◆ **The problem**
Check every line below for the string "Task", and copy the lines that contain it.

Saved entries
——————
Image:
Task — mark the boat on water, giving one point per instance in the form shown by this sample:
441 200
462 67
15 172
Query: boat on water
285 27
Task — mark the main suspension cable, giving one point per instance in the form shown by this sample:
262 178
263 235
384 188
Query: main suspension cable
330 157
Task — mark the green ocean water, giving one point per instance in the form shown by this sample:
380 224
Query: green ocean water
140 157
——————
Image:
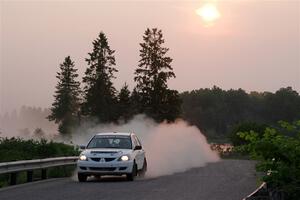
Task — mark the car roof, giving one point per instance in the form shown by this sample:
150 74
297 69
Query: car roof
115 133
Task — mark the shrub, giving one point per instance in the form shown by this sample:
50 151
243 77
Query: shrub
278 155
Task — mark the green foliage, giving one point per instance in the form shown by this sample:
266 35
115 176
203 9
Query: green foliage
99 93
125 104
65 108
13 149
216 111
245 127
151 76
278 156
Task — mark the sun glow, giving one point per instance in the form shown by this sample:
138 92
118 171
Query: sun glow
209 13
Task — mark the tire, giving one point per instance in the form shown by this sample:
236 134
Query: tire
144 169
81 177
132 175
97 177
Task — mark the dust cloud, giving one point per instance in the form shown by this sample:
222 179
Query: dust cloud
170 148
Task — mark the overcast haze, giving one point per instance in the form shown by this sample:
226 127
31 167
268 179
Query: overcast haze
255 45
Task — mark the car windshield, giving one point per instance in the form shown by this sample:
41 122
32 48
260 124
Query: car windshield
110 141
——————
◆ **Response to this exercise**
Task — mark the boat on water, giving one point per instance in the form shown by this sample:
Task — mark the main suspension cable, giving one point per instance in the form shown by this sample:
Task — mark the green ocean water, giving one point per instance in the form shown by this sample:
Task — mark the car roof, giving one point per instance in the form shown by this sample:
Task — mark the shrub, giving one point per instance in the form shown by this sample:
Task — mark the green foliage, giving one point per instance in the form shown by this sample:
Task — mark the sun glow, giving one point per instance in the form shown by this sample:
Task — mark the tire, giving one point per instance in the form shown by this sample:
Task — mark the dust cloud, giving one point per instance in the form shown by this sample:
Task — mark the overcast haze, giving one point per instance in the form shown by this sample:
Task — mark the car windshield, giving one point per instance in the form shown by this sample:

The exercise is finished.